• [Exercice proposé 1]:
Recopiez à l'identique chacune des entrées fournies ci-dessous, sans reproduire les images.

• [Texte de la page]:
* * * *

Les neuf hommes d’équipage de l’avion sont emmenés à Calcutta City pour y être interrogés et l’appareil retenu et fouillé de fond en comble. Le trajet qu’il a emprunté, d’abord, étonne quelque peu : d’habitude, pour se rendre en Chine, la ligne de vol passe par le Pakistan, plutôt. Le contenu ensuite : visiblement, ce sont bien des missiles que contiennent les boîtes. Oui mais lesquels ? Des missiles chinois, testés puis renvoyés à leur constructeur ? Personne ne pense à cette possibilité : les chinois ont fort peu de missiles performants à vendre, malgré des avions modernes, dont le J-10, ce "Lavi-bis". Des missiles Maverick américains, peut-être alors, achetés à 14 exemplaires l’année dernière, envoyés en sous main en Chine pour y être copiés…peu probable : les Emirats se mettraient à dos les USA, et le jeu n’en vaudrait pas la chandelle pour eux. Ou d’autres encore ? Oui, mais lesquels ?
Et là, on retombe sur les coups tordus. Les Emirats Arabes Unis volent sur… Mirage Dassault depuis 1983. 36 appareils au départ, dont 6 biplaces d’entraînement et 8 équipés de caméras en pods. Or, pour moderniser leurs Mirages, les Emirats, en 2000, ont acheté 30 Mirages 2000-9 neufs et remis à jour 31 autres anciens pour arriver à un total de 61 machines au nouveau standard. La modernisation consistant en un nouveau radar Thomson-CSF "multitude fire control" (modèle RDY), et l’emport des missiles MICA et Magic. Des engins que les indiens connaissent bien : les français leur avait proposé le 7 novembre 2008, d’en équiper leur 51 Mirages. Dans l’offre de Dassault seuls deux exemplaires de Mirage auraient été modifiés en France, les autres l’auraient été par "transfert de technologie". Une offre pour l’instant restée sans réponse.

* * * *

• [Entrées fournies]:
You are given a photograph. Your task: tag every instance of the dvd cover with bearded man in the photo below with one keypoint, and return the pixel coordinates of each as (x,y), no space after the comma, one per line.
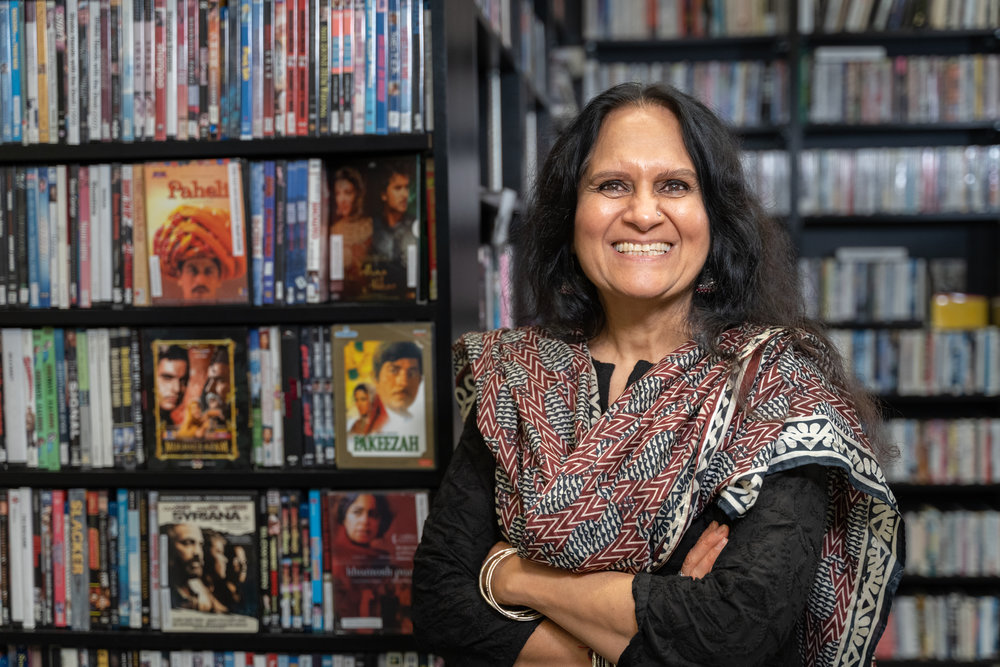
(208,552)
(384,389)
(196,398)
(195,232)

* * * *

• [Exercice proposé 2]:
Répondez d'après le texte de la page ci-dessus :
(a) Où les neuf hommes d'équipage de l'avion sont-ils emmenés ?
(b) Combien de Mirages 2000-9 neufs les Émirats ont-ils achetés en 2000 ?
(c) À quelle date les Français ont-ils proposé aux Indiens d'équiper leurs Mirages ?

• [Réponse attendue 1]:
You are given a photograph. Your task: tag every instance of the dvd cover with bearded man in the photo below with one keypoint, and return the pixel coordinates of each as (x,y), no space after the comma, one per line.
(208,552)
(384,389)
(196,398)
(195,232)

• [Réponse attendue 2]:
(a) À Calcutta City, pour y être interrogés.
(b) 30.
(c) Le 7 novembre 2008.